Exercise tasks>
1. Reproduce everything in the guide to diffusion models for audio generation from "A Brief History" down to "Sohl-Dickstein et al [1].", word for word.
2. In one to three sentences, explain why the guide to diffusion models for audio generation says these models are jumping domains.

A Technical Guide to Diffusion Models for Audio Generation
Diffusion models are jumping from images to audio. Here's a look at their history, their architecture, and how they're being applied to this new domain
Created on September 22|Last edited on November 28
Comment
Introduction
Diffusion models are having a moment. Likely the most notable of these is the recently-released Stable Diffusion model, but that feels like just the beginning. In fact, with recent work by the team at Harmonai, diffusion models are jumping domains, from image generation to audio generation.
In this report, we'll take a look at some of the technical underpinnings of diffusion models, focusing first on their history, then their architecture, followed by doing a light tutorial on audio generation with the Harmonai colab. In fact, let's jump right in, shall we?
A Brief History of Diffusion Models
Diffusion models work by destroying and then recovering (or noising, then de-noising) the data they're trained on. More technically, they're inspired by non-equilibrium thermodynamics by Sohl-Dickstein et al [1].

Material provided>
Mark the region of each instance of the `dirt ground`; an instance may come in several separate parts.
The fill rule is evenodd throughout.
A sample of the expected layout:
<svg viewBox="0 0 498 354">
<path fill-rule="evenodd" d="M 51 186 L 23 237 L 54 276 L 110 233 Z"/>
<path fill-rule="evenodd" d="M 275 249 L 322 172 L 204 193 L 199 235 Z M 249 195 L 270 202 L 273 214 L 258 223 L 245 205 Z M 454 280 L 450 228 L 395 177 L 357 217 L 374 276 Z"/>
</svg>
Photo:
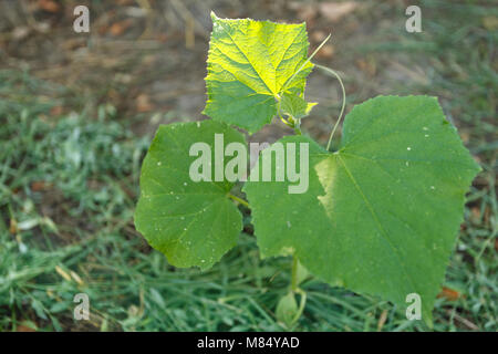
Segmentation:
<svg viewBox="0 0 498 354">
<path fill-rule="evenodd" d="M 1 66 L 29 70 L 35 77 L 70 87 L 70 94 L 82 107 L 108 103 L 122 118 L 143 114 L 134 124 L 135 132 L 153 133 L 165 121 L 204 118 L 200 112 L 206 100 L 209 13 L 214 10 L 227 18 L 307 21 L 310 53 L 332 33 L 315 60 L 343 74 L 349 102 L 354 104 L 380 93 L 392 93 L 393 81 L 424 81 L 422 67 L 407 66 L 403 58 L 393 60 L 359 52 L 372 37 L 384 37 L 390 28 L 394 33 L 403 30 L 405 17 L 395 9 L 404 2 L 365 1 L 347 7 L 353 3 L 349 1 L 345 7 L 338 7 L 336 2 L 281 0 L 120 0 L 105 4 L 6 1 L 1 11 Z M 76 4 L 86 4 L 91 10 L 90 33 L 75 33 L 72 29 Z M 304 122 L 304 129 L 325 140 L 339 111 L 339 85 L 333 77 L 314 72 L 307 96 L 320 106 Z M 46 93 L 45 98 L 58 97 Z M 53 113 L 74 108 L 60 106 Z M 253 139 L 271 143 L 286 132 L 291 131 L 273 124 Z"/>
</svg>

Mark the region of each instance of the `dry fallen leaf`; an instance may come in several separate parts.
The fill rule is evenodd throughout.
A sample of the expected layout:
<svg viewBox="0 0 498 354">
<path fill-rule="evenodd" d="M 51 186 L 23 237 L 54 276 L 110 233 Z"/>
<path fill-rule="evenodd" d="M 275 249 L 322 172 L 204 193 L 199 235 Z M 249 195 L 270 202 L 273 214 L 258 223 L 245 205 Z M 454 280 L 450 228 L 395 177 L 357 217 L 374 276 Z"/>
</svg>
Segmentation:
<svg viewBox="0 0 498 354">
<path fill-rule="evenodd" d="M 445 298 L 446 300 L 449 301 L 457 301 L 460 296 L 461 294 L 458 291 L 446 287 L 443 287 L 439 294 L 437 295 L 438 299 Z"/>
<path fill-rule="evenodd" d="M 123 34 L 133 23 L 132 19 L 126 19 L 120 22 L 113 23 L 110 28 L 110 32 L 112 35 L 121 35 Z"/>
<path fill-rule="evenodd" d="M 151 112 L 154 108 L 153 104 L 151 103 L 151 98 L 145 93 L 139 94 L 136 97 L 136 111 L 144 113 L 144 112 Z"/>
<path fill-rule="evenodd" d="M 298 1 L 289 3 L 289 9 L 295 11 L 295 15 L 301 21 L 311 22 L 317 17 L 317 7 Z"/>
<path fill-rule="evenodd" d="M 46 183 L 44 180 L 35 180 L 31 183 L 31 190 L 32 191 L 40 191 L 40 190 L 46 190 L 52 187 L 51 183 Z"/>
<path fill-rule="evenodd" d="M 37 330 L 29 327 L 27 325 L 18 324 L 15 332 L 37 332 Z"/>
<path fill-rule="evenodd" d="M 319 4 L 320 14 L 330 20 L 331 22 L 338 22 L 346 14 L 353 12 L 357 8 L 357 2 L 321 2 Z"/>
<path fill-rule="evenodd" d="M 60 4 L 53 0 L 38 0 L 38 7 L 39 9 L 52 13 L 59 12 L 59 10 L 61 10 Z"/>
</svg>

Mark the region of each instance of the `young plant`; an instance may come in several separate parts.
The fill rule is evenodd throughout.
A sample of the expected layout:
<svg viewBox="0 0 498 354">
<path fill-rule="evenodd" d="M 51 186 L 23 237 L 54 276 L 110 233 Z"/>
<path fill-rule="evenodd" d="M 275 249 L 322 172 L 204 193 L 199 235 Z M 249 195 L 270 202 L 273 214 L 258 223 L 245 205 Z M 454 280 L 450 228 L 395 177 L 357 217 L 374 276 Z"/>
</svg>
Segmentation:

Complete answers>
1.
A Brief History of Diffusion Models
Diffusion models work by destroying and then recovering (or noising, then de-noising) the data they're trained on. More technically, they're inspired by non-equilibrium thermodynamics by Sohl-Dickstein et al [1].

2. The guide credits recent work by the team at Harmonai. Because of that work, diffusion models are moving from image generation to audio generation.